# Stated task:
Lay out every line of the records below as a Markdown table with two columns, Row and Record line, numbering the rows in order and leaving out any blank lines.

# Information supplied:
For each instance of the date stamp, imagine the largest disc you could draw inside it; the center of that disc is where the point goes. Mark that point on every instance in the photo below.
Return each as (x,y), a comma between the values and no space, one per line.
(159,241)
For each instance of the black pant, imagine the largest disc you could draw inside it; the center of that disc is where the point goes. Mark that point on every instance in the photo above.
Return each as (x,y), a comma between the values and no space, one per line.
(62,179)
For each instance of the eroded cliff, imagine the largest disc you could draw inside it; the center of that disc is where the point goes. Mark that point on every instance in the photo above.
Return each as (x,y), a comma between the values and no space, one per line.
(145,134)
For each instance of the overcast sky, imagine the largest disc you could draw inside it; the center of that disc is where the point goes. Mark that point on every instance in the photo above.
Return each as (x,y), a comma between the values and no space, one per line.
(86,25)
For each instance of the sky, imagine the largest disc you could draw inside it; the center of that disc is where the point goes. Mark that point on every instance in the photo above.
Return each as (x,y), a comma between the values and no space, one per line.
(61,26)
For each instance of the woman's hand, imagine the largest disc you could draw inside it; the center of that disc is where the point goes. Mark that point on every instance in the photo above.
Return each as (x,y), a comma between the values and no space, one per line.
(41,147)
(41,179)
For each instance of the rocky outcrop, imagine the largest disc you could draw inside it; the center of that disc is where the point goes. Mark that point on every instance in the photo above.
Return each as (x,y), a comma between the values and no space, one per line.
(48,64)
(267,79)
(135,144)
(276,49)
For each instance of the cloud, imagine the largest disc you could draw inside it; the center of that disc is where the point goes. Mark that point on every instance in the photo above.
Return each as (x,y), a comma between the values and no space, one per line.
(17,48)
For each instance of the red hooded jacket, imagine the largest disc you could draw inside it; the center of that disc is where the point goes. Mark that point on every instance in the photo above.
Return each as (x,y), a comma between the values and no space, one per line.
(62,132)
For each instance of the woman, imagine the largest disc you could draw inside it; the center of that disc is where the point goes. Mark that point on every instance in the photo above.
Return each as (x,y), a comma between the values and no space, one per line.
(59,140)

# Correct response:
| Row | Record line |
|---|---|
| 1 | For each instance of the date stamp, imagine the largest disc you could draw inside it; the center of that disc is where the point goes. Mark that point on every instance in the photo below. |
| 2 | Return each as (x,y), a comma between the values and no space, one per line. |
| 3 | (159,241) |
| 4 | For each instance of the black pant, imagine the largest disc you could draw inside it; the center of that disc is where the point goes. Mark that point on every instance in the photo above. |
| 5 | Return each as (x,y), a comma between the values and no space, one per line. |
| 6 | (62,179) |
| 7 | For each instance of the eroded cliff, imagine the largest disc you could draw inside it; the center of that disc is where the point goes. Mark that point on every instance in the photo above. |
| 8 | Return each as (x,y), a comma between the values and no space, one per line. |
| 9 | (145,134) |
| 10 | For each instance of the overcast sky, imagine the largest disc you could draw inside it; the center of that disc is where the point goes. Mark that point on every instance in the photo above. |
| 11 | Return each as (x,y), a comma between the values and no space, one per line. |
| 12 | (86,25) |
| 13 | For each instance of the sky, imagine the largest disc you could draw inside it; the center of that disc is where the point goes. Mark that point on every instance in the photo above. |
| 14 | Return each as (x,y), a comma between the values and no space, one per line. |
| 15 | (61,26) |
| 16 | For each instance of the woman's hand, imagine the largest disc you could draw inside it; the center of that disc is where the point goes. Mark that point on every instance in the photo above. |
| 17 | Return each as (x,y), a comma between the values and no space, one per line. |
| 18 | (41,147) |
| 19 | (41,179) |
| 20 | For each instance of the rocky outcrop, imagine the largest disc you could draw inside it; the center of that disc is where the point goes. Mark that point on every instance in the photo above. |
| 21 | Return each as (x,y), a comma between the values and no space, one per line. |
| 22 | (48,64) |
| 23 | (267,79) |
| 24 | (135,144) |
| 25 | (276,49) |
| 26 | For each instance of the cloud, imagine the largest disc you could draw inside it; the center of that disc is where the point goes. Mark that point on every instance in the photo above. |
| 27 | Return each as (x,y), a comma between the values and no space, one per line. |
| 28 | (17,48) |
| 29 | For each instance of the red hooded jacket, imagine the largest disc you could draw inside it; the center of that disc is where the point goes. Mark that point on every instance in the photo above. |
| 30 | Return each as (x,y), a comma between the values and no space, one per line. |
| 31 | (62,132) |
| 32 | For each instance of the woman, imagine the largest disc you could draw inside it; the center of that disc is where the point goes. Mark that point on every instance in the photo above. |
| 33 | Return each as (x,y), a comma between the values and no space, one per line. |
| 34 | (59,140) |